Page text

However, given the current inflation backdrop, we will be paying close attention to numerous factors between now and July of next year, including competitive conditions and customer dynamics as well as the trajectory of our own costs. And we'll approach next year's rate increases thoughtfully and deliberately as always with a view to long-term value creation for our unitholders.
With that, operator, we are now ready to open the call for questions.
[Operator Instructions] The first question comes from Theresa Chen of Barclays.
Aaron, I wanted to touch first on your comments about inflation and the expected rate increase going into 2023. Understand that for the 30% that is subject to FERC indexation, you have a very deliberate process there. For the rest of your refined products footprint, the 70% subject to market rates, is there upside risk to that single digit -- mid-single-digit rate increase that you've been able to get for the past few years given the inflation pressures that we're seeing today?
So when we think about our market rates and our index rates, as you mentioned, we have a thoughtful process. We go by market by market and make sure that we're making good long-term decisions.
When you look at the market rates versus the index rates, those haven't always followed by the same amount. And I don't feel that we're tied to the market rates needing to follow the index rates. And the process that we'll go through is looking at those market-based rates, looking at the competitive dynamics and making the decision at that time.
Obviously, this year, we didn't raise the market base rates as dramatically as we raised the index rates. I don't know if that pattern will necessarily continue. It may.
But I think on inflation for us, the general comment I would make is we feel that we'll be able to raise our rates at a rate that will exceed our cost inflation. And through that benefit, the question is going to be when we get to July, what's the market look like and how much of that benefit are we going to be able to realize. Does that answer your question, Theresa?
Yes. And then on the subject of cost inflation, the refined products operating expenses this quarter, I'm just seeing that significant step-up. Can you just remind us what a normalized run rate should be from here?
A normalized run rate for expenses generally?
For that refined products expense line, the 136.
Yes. I mean, this -- I don't know we've typically given a normalized rate per se. But I would say that this year, again, I mean, this quarter had a number of unusual onetime-type items. Again, as we went through them over or probably short is one of the big ones this quarter.
We had property taxes. The expected impact of overages, in particular, is going to be usually a slight positive on average. But it varies from month-to-month, quarter-to-quarter. Sometimes if you go back over the years in our transcripts, occasionally, it's a variance item. Sometimes positive, sometimes negative.
And when we have high prices, it can be a little bit more pronounced. But -- so we would expect that to normalize. It's not a run rate number this quarter at all. So you have to normalize for that, for sure. And again, there are a number of those onetime-type items that contributed to that.
Okay. And then on the equity earnings, just looking at the step down from last quarter and to your earlier point, Jeff, about the volume volatility as well as how you get paid from your equity joint ventures on a distributed basis, when would you expect the deficiency revenues to be paid back?

Brief 1
According to the call transcript, what percentage of the refined products footprint is subject to market rates?
Brief 2
Repeat the stretch of the call transcript from "For that refined" through "positive, sometimes negative.".

Data provided

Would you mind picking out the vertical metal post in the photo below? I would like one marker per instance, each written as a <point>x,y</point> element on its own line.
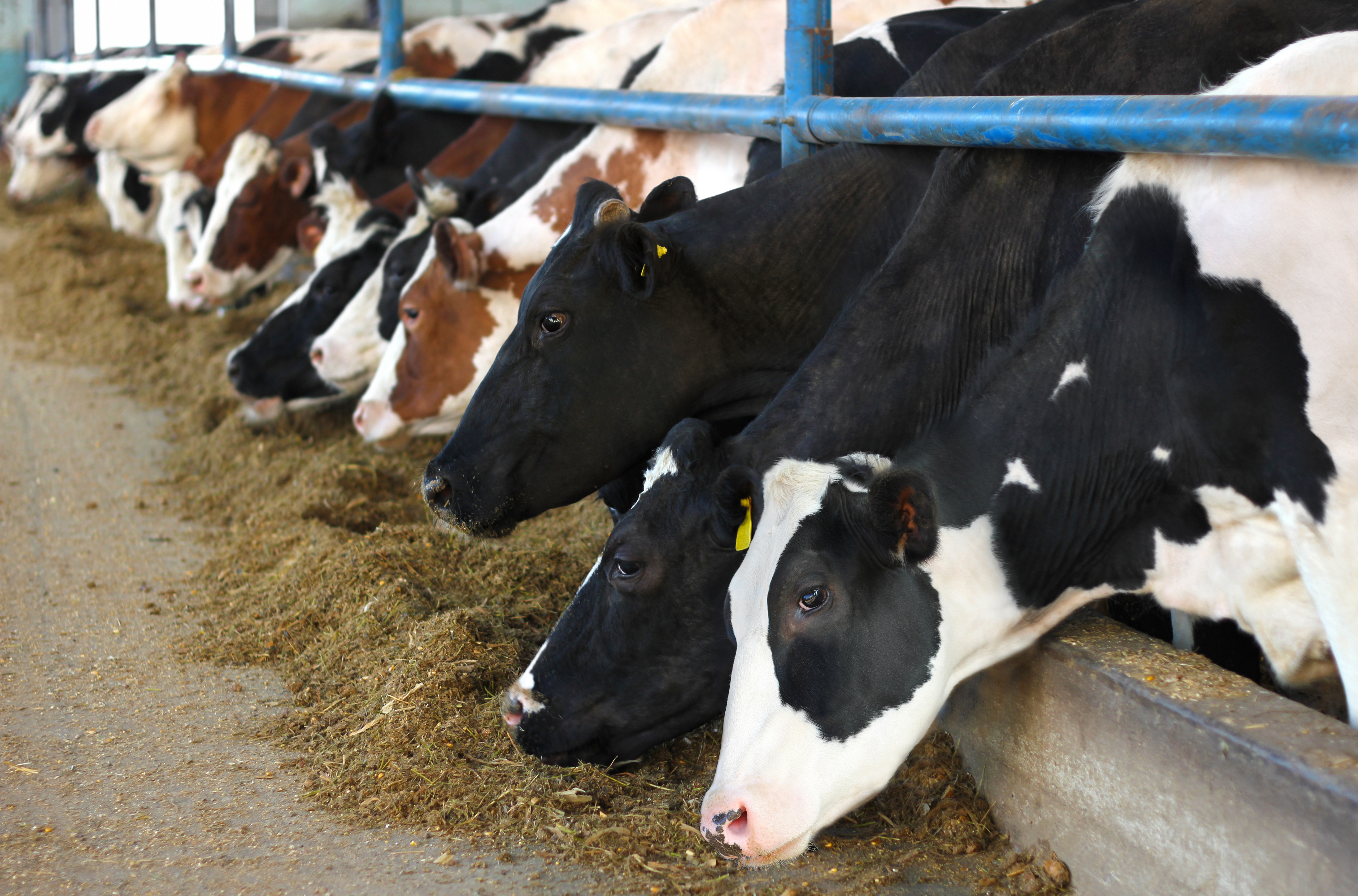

Task answer 1
70%

Task answer 2
For that refined products expense line, the 136.
Yes. I mean, this -- I don't know we've typically given a normalized rate per se. But I would say that this year, again, I mean, this quarter had a number of unusual onetime-type items. Again, as we went through them over or probably short is one of the big ones this quarter.
We had property taxes. The expected impact of overages, in particular, is going to be usually a slight positive on average. But it varies from month-to-month, quarter-to-quarter. Sometimes if you go back over the years in our transcripts, occasionally, it's a variance item. Sometimes positive, sometimes negative.